* **Working data**:
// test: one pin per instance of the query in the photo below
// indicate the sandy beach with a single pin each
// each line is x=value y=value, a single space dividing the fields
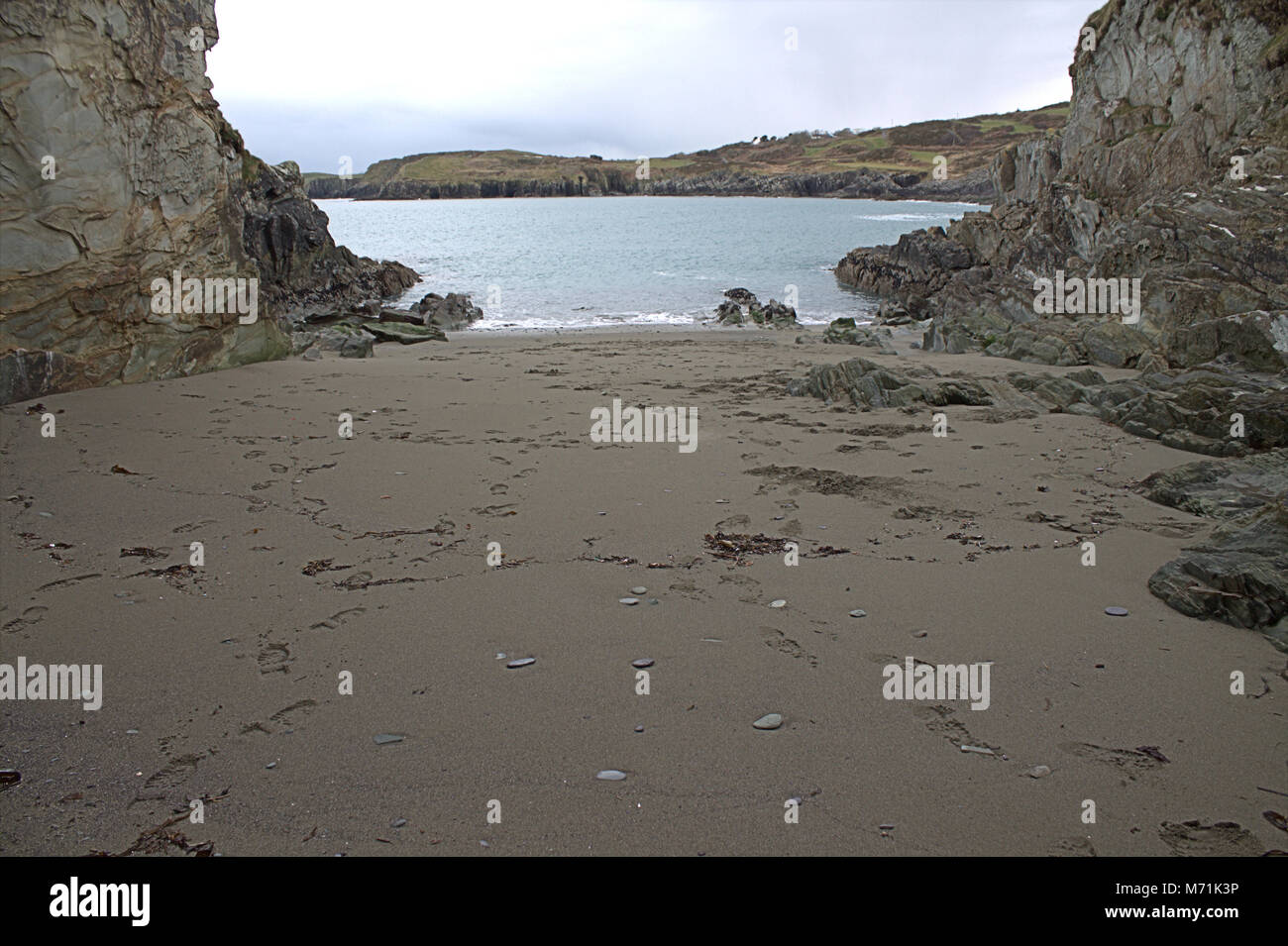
x=327 y=556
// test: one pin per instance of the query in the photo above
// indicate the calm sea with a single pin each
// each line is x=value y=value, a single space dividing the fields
x=576 y=263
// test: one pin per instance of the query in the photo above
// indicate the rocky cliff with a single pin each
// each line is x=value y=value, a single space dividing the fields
x=975 y=185
x=117 y=170
x=1168 y=170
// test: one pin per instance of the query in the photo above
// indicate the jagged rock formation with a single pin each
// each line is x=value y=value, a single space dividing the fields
x=742 y=306
x=1239 y=573
x=1170 y=168
x=975 y=185
x=117 y=168
x=1189 y=411
x=454 y=310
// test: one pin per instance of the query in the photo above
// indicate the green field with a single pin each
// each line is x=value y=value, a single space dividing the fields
x=966 y=143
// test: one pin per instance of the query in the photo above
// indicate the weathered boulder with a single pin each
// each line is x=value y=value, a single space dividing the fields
x=729 y=313
x=451 y=312
x=120 y=170
x=773 y=314
x=845 y=331
x=1239 y=573
x=1171 y=170
x=403 y=332
x=1216 y=412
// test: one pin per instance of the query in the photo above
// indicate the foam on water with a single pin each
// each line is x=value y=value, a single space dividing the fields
x=536 y=264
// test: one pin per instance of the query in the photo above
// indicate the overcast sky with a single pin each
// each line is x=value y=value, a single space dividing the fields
x=314 y=80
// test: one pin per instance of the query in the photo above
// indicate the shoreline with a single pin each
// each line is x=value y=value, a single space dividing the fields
x=325 y=555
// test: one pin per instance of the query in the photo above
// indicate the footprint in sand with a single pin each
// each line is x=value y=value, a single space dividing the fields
x=33 y=615
x=1219 y=839
x=1072 y=847
x=64 y=581
x=175 y=773
x=784 y=644
x=271 y=657
x=288 y=714
x=1126 y=760
x=339 y=618
x=939 y=721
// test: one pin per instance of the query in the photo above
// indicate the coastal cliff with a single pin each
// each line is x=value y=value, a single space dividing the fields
x=977 y=185
x=1168 y=170
x=116 y=170
x=945 y=159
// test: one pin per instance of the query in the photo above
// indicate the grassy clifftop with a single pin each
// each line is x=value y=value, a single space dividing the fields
x=969 y=145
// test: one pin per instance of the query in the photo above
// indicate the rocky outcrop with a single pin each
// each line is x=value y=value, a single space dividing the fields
x=1216 y=413
x=1170 y=170
x=741 y=306
x=845 y=331
x=1239 y=573
x=119 y=171
x=975 y=185
x=451 y=312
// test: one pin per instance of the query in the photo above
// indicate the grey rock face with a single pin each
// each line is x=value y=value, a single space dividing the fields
x=120 y=170
x=1239 y=573
x=1190 y=411
x=451 y=312
x=1138 y=184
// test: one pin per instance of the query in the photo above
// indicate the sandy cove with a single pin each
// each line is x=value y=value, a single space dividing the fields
x=222 y=683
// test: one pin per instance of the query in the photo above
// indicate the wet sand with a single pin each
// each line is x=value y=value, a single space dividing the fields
x=370 y=556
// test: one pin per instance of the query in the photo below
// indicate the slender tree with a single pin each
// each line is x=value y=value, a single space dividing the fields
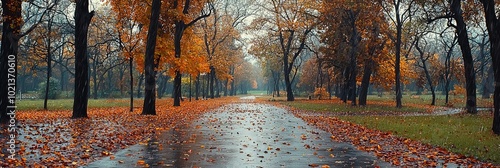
x=82 y=22
x=493 y=25
x=149 y=62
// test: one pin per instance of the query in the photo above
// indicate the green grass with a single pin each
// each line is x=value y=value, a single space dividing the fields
x=257 y=92
x=67 y=104
x=470 y=135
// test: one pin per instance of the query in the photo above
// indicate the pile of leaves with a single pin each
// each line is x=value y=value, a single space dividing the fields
x=52 y=139
x=388 y=147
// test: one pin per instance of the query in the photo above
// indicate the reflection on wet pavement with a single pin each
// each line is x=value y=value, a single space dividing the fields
x=243 y=135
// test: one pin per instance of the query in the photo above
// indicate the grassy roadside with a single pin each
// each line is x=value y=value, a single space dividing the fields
x=67 y=104
x=466 y=134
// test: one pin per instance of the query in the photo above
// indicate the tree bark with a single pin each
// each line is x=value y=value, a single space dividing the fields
x=399 y=31
x=197 y=88
x=493 y=25
x=463 y=41
x=426 y=71
x=212 y=83
x=49 y=64
x=365 y=82
x=150 y=72
x=11 y=14
x=130 y=66
x=179 y=31
x=82 y=22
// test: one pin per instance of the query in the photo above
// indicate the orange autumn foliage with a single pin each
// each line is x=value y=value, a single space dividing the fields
x=61 y=142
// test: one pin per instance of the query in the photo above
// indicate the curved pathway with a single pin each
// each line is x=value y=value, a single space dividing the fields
x=243 y=134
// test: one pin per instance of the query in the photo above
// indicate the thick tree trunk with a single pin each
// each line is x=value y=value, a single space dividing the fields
x=11 y=15
x=179 y=30
x=399 y=27
x=94 y=78
x=130 y=66
x=463 y=41
x=426 y=71
x=225 y=87
x=365 y=82
x=212 y=83
x=49 y=66
x=488 y=81
x=82 y=22
x=139 y=85
x=150 y=72
x=217 y=86
x=197 y=88
x=355 y=38
x=493 y=25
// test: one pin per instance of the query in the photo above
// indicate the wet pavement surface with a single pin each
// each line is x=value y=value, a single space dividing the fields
x=243 y=134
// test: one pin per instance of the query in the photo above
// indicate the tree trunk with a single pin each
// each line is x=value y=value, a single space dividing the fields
x=211 y=83
x=399 y=31
x=179 y=30
x=130 y=66
x=225 y=87
x=365 y=82
x=197 y=88
x=355 y=38
x=161 y=86
x=217 y=86
x=139 y=85
x=94 y=77
x=488 y=82
x=149 y=91
x=493 y=25
x=49 y=64
x=11 y=15
x=82 y=22
x=463 y=41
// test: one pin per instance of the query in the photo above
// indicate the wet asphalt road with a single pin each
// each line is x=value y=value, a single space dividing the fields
x=243 y=135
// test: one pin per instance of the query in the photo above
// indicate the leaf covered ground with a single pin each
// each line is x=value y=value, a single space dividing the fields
x=52 y=139
x=387 y=146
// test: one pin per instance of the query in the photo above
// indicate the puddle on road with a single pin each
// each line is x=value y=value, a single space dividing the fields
x=243 y=135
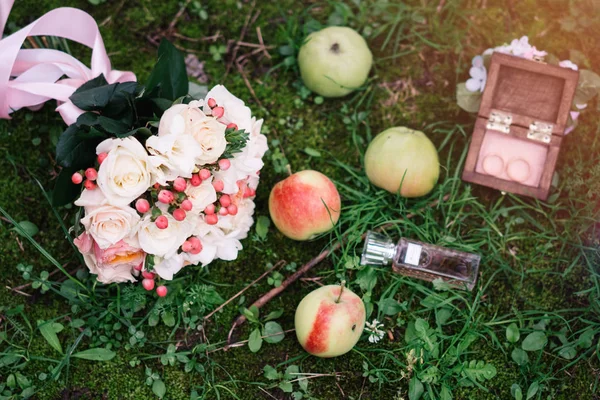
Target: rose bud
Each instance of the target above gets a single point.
(142, 205)
(148, 284)
(218, 112)
(179, 184)
(165, 196)
(101, 157)
(196, 180)
(77, 178)
(187, 205)
(162, 222)
(204, 174)
(224, 164)
(161, 291)
(179, 214)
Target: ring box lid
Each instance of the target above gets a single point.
(531, 93)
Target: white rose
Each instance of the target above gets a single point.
(189, 119)
(201, 195)
(235, 109)
(164, 242)
(109, 224)
(179, 151)
(125, 173)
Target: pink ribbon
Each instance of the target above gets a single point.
(30, 77)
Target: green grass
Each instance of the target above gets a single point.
(539, 260)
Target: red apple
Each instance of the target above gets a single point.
(304, 205)
(327, 324)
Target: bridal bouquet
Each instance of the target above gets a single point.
(159, 194)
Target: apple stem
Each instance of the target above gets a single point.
(343, 284)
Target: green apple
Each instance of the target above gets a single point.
(404, 160)
(334, 61)
(329, 321)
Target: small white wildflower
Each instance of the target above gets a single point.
(375, 331)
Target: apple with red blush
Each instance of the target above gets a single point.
(329, 321)
(304, 205)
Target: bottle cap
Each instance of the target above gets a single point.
(378, 250)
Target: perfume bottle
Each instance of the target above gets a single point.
(422, 260)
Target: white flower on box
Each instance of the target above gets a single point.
(164, 242)
(125, 173)
(109, 224)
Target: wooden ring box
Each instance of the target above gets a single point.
(519, 130)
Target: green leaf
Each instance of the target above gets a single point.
(516, 392)
(520, 357)
(97, 354)
(48, 332)
(415, 389)
(467, 100)
(273, 332)
(274, 315)
(262, 226)
(478, 370)
(270, 373)
(512, 333)
(65, 191)
(286, 387)
(390, 306)
(534, 341)
(76, 148)
(255, 340)
(312, 152)
(28, 227)
(169, 75)
(533, 389)
(159, 389)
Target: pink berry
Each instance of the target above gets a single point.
(179, 184)
(161, 291)
(212, 219)
(102, 157)
(218, 185)
(232, 209)
(148, 275)
(225, 200)
(224, 164)
(148, 284)
(204, 174)
(218, 112)
(89, 185)
(162, 222)
(196, 180)
(179, 214)
(165, 196)
(196, 245)
(142, 205)
(187, 205)
(91, 174)
(77, 178)
(187, 246)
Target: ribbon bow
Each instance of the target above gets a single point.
(30, 77)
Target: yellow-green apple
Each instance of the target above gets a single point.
(304, 205)
(329, 321)
(402, 160)
(334, 61)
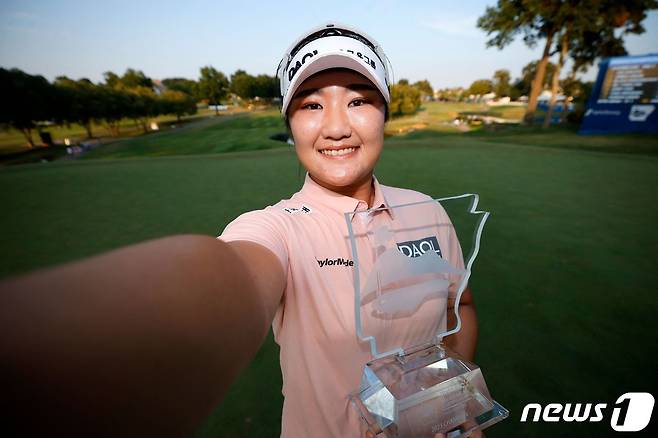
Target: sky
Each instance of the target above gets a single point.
(433, 40)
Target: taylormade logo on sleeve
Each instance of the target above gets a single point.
(335, 262)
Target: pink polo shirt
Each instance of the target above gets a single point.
(321, 357)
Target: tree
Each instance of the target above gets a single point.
(26, 100)
(187, 86)
(480, 87)
(536, 20)
(178, 103)
(82, 102)
(213, 85)
(528, 73)
(405, 99)
(136, 78)
(561, 21)
(501, 84)
(425, 89)
(242, 84)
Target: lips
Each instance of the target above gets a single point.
(338, 151)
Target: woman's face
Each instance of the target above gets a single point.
(337, 122)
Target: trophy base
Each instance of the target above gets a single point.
(428, 391)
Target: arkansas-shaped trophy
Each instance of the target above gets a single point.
(411, 265)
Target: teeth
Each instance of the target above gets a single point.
(336, 152)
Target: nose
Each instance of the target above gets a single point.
(336, 123)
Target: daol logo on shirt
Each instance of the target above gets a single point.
(416, 248)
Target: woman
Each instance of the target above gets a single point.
(147, 338)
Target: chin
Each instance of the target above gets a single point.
(340, 177)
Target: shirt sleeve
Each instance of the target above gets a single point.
(451, 250)
(262, 227)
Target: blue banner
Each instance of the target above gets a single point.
(625, 96)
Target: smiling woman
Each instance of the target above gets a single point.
(146, 339)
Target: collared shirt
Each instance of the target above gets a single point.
(321, 357)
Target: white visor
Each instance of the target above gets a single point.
(332, 52)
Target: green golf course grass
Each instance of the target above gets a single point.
(564, 285)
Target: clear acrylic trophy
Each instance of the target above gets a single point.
(410, 270)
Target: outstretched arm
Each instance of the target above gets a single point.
(143, 340)
(465, 340)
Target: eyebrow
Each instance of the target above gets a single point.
(353, 87)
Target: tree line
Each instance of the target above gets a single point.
(580, 30)
(29, 100)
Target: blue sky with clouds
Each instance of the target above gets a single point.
(434, 40)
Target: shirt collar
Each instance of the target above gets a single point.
(342, 203)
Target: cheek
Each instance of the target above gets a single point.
(370, 126)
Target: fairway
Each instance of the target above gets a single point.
(564, 284)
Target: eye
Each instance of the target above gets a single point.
(358, 102)
(311, 106)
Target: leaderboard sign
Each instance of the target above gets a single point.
(625, 96)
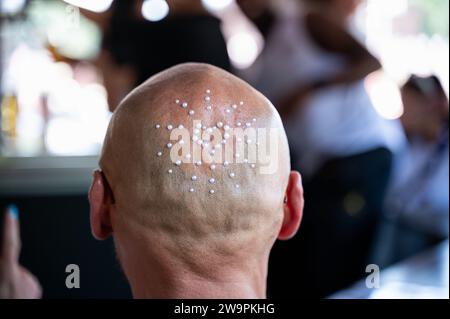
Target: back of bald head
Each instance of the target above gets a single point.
(192, 201)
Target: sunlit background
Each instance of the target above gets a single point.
(49, 107)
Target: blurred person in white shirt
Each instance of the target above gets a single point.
(417, 205)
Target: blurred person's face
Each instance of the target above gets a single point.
(414, 111)
(421, 114)
(253, 8)
(343, 9)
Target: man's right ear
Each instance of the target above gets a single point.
(293, 207)
(100, 200)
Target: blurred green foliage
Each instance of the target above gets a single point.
(436, 16)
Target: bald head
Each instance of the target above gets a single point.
(197, 159)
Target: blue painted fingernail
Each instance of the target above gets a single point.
(14, 211)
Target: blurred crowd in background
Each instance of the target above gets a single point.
(362, 88)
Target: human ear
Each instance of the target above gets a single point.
(293, 207)
(101, 200)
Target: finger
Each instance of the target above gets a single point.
(11, 236)
(31, 286)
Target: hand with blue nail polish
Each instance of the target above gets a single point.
(16, 282)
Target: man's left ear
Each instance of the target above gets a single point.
(100, 201)
(293, 207)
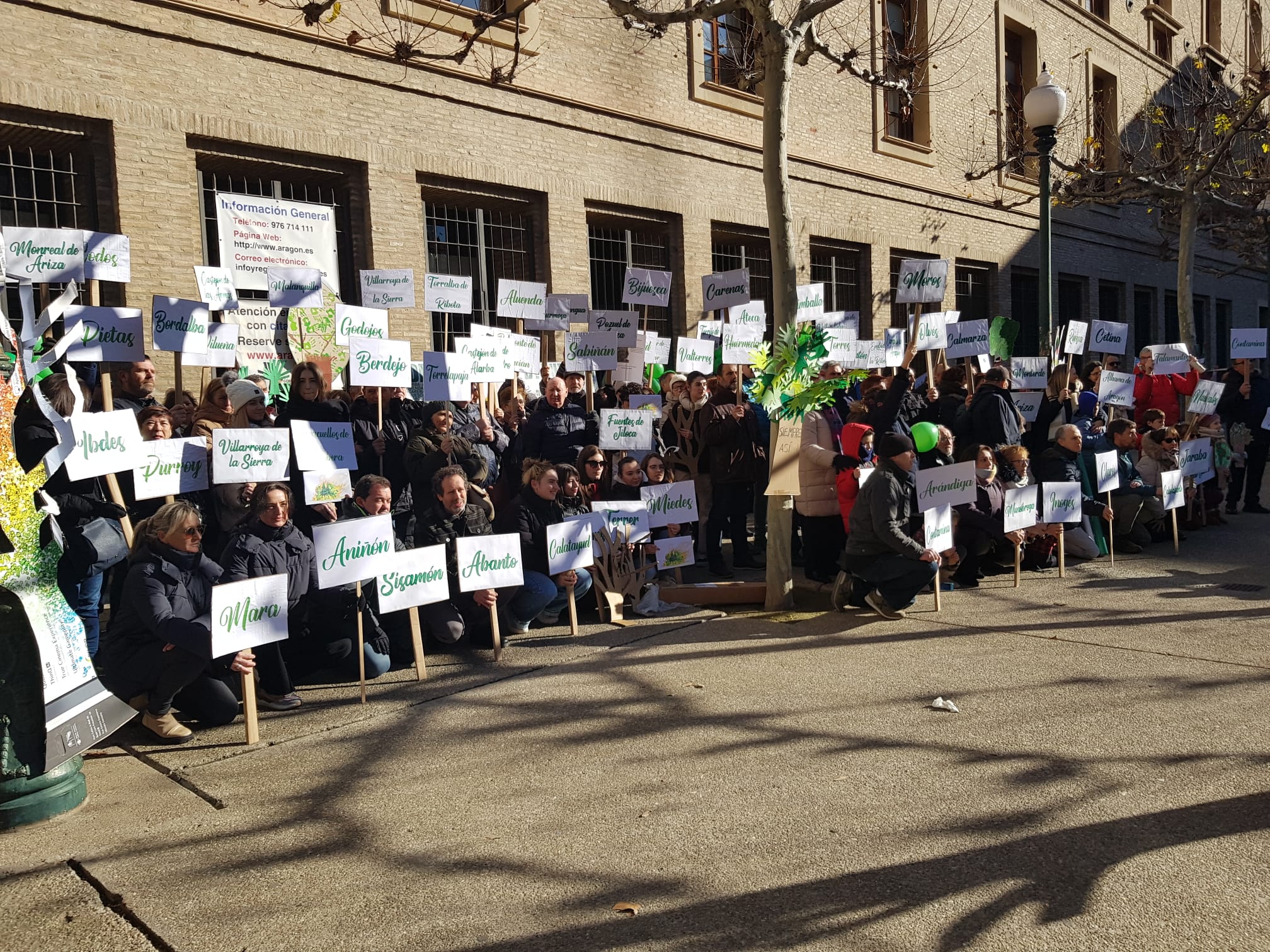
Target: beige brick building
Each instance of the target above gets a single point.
(610, 147)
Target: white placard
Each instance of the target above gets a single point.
(1029, 372)
(676, 552)
(323, 446)
(671, 503)
(447, 376)
(180, 326)
(694, 354)
(1020, 509)
(945, 485)
(387, 288)
(329, 487)
(416, 577)
(107, 257)
(105, 334)
(937, 523)
(379, 363)
(569, 547)
(1107, 466)
(1116, 388)
(221, 347)
(967, 339)
(294, 287)
(626, 429)
(257, 232)
(251, 455)
(171, 467)
(726, 290)
(921, 282)
(352, 550)
(1247, 343)
(522, 298)
(248, 613)
(489, 562)
(216, 288)
(590, 352)
(1109, 337)
(353, 322)
(811, 302)
(106, 442)
(1196, 456)
(1061, 502)
(43, 256)
(647, 287)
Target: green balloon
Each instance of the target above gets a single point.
(925, 436)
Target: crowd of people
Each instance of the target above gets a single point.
(529, 460)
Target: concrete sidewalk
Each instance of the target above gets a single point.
(752, 782)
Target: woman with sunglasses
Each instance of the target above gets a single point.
(155, 653)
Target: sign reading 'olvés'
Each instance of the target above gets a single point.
(353, 550)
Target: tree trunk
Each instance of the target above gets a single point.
(777, 72)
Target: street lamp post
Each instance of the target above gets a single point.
(1044, 107)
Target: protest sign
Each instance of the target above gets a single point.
(937, 523)
(447, 376)
(180, 326)
(248, 613)
(1196, 456)
(171, 467)
(252, 455)
(675, 552)
(329, 487)
(1116, 388)
(107, 257)
(103, 334)
(1020, 511)
(945, 485)
(323, 446)
(921, 281)
(216, 288)
(1109, 337)
(387, 288)
(670, 503)
(489, 562)
(647, 287)
(221, 347)
(352, 550)
(569, 547)
(106, 442)
(295, 287)
(43, 256)
(1247, 343)
(416, 577)
(1107, 466)
(625, 429)
(1061, 502)
(353, 322)
(590, 352)
(967, 339)
(1029, 372)
(726, 290)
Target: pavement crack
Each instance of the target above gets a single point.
(116, 904)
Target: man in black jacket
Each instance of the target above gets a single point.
(881, 548)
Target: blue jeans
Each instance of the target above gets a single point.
(84, 597)
(540, 594)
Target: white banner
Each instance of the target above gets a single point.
(489, 562)
(105, 334)
(353, 550)
(416, 577)
(261, 455)
(248, 613)
(258, 232)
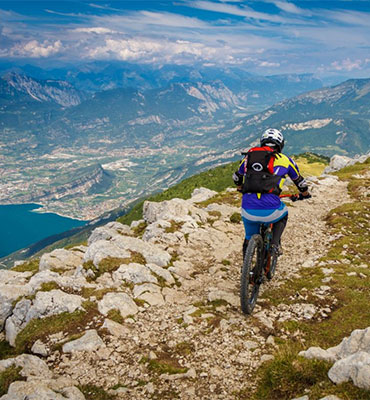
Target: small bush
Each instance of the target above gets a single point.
(32, 265)
(9, 376)
(92, 392)
(236, 218)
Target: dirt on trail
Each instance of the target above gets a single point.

* **Task statement**: Extract only the lines from the line containing "Target: white placard" through the final line of the listing above, unchanged; pictures stay out of the copy.

* **Written solution**:
Target: white placard
Each instance of the target above gets a single point.
(1029, 372)
(676, 552)
(323, 446)
(671, 503)
(447, 376)
(180, 326)
(694, 354)
(1020, 509)
(945, 485)
(387, 288)
(329, 487)
(416, 577)
(107, 257)
(105, 334)
(937, 523)
(379, 363)
(569, 547)
(1107, 466)
(1116, 388)
(221, 347)
(967, 339)
(294, 287)
(626, 429)
(257, 232)
(251, 455)
(171, 467)
(726, 290)
(921, 282)
(352, 550)
(1247, 343)
(522, 298)
(248, 613)
(489, 562)
(216, 288)
(590, 352)
(1109, 337)
(353, 322)
(811, 302)
(106, 442)
(1196, 456)
(1061, 502)
(43, 256)
(647, 287)
Target: green balloon
Each instance of the target above gets a single point.
(925, 436)
Target: crowd of people
Each instance of the target above gets a single point.
(529, 460)
Target: concrete sidewalk
Each instance of the target above gets a single point.
(752, 782)
Target: woman with sunglasses
Each instance of the target above gets a single point.
(155, 653)
Target: sign reading 'olvés'
Each instance of the target above gets a single point.
(353, 550)
Target: tree trunk
Each instance of the target above gets a single point.
(777, 72)
Target: street lamp post
Each instance of the target above gets a single point.
(1044, 107)
Target: protest sign
Each instance of the target above gets a single point.
(937, 523)
(447, 376)
(180, 326)
(248, 613)
(1196, 456)
(171, 467)
(252, 455)
(675, 552)
(329, 487)
(1116, 388)
(107, 257)
(103, 334)
(1020, 511)
(945, 485)
(323, 446)
(921, 281)
(216, 288)
(1109, 337)
(387, 288)
(670, 503)
(489, 562)
(647, 287)
(221, 347)
(352, 550)
(569, 547)
(106, 442)
(295, 287)
(43, 256)
(1247, 343)
(416, 577)
(1107, 466)
(625, 429)
(1061, 502)
(353, 322)
(590, 352)
(967, 339)
(1029, 372)
(726, 290)
Target: pavement crack
Each instance of the target above gets a single point.
(116, 904)
Target: man in black jacket
Each instance of the target above gets a single point.
(881, 548)
Target: blue jeans
Each instance of the target above gets a single point.
(84, 597)
(540, 594)
Target: white banner
Each instance of the target above gets a single point.
(489, 562)
(105, 334)
(353, 550)
(416, 577)
(261, 455)
(248, 613)
(258, 232)
Target: small bush
Each instance of the target above gets a single point.
(32, 265)
(9, 376)
(92, 392)
(236, 218)
Target: dirt on trail
Each instance of the target above gets a single point.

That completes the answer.